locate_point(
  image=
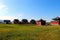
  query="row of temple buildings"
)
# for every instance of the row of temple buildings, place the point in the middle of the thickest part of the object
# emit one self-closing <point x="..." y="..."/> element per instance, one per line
<point x="55" y="21"/>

▶ Problem to work on
Find and copy each line above that includes the string "temple".

▶ Your response
  query="row of temple buildings"
# for every instance of the row of temple buildings, place the point in the middle of the thickest part of the object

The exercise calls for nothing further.